#### Exercise details:
Write out again the lines starting with the line that contains "navy suit jacket?" and going on through the line that contains "0,0 -> 640,417", replacing "woman" with "person" and leaving everything else unchanged.

#### Extracted information:
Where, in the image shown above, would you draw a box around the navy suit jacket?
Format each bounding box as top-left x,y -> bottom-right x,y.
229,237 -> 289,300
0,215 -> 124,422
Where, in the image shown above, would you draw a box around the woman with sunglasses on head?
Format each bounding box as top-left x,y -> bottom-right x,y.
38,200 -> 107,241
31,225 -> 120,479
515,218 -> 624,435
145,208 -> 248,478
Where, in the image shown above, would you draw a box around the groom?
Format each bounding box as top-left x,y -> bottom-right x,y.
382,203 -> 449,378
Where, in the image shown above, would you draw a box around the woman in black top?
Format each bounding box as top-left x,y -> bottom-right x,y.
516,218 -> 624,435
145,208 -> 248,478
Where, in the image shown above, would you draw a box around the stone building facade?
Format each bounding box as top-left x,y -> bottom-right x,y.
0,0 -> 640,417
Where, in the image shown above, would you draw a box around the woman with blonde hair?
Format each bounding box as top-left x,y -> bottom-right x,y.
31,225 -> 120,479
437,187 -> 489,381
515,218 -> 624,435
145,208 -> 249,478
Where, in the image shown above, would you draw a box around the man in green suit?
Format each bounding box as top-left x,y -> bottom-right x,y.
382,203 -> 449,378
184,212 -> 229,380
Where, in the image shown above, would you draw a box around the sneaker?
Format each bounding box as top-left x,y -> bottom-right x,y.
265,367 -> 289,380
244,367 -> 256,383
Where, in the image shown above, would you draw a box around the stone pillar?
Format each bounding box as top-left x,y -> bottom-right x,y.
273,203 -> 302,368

---

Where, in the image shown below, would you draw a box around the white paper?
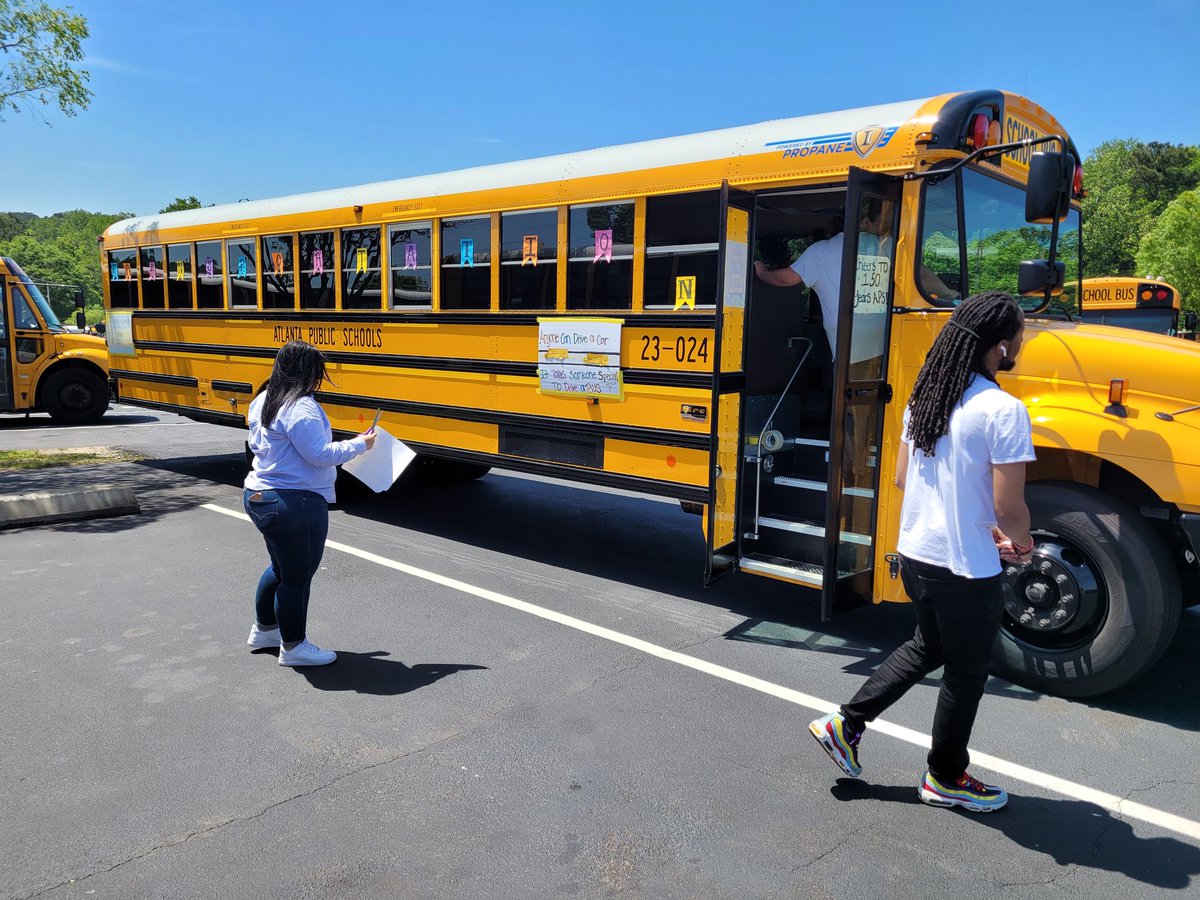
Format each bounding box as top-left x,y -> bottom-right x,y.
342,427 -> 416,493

#### Output of the task:
Where, in the image shown above, would you draw a box around the navy suit jacket?
Format each bounding box as top-left x,y -> bottom-right x,y.
229,237 -> 289,300
0,215 -> 124,422
Where, in the image shown above, would you draw a box around the person with sunglasses on head?
Format each bounding box as top-left x,y -> bottom-right x,y.
38,200 -> 107,241
31,225 -> 120,479
515,218 -> 624,435
145,208 -> 248,478
Where, in the image shown above, would you draw a box around the groom?
Format each bounding box as top-left x,y -> bottom-right x,y.
382,203 -> 449,378
Where, in the image shown above, would you draw a box around the person in black top?
Format each bounding box as top-left x,y -> bottom-right x,y.
516,218 -> 624,435
145,208 -> 248,478
Where, in the image shown above, would you draw a box around the stone building facade?
Format each bounding box as top-left x,y -> bottom-right x,y.
0,0 -> 640,417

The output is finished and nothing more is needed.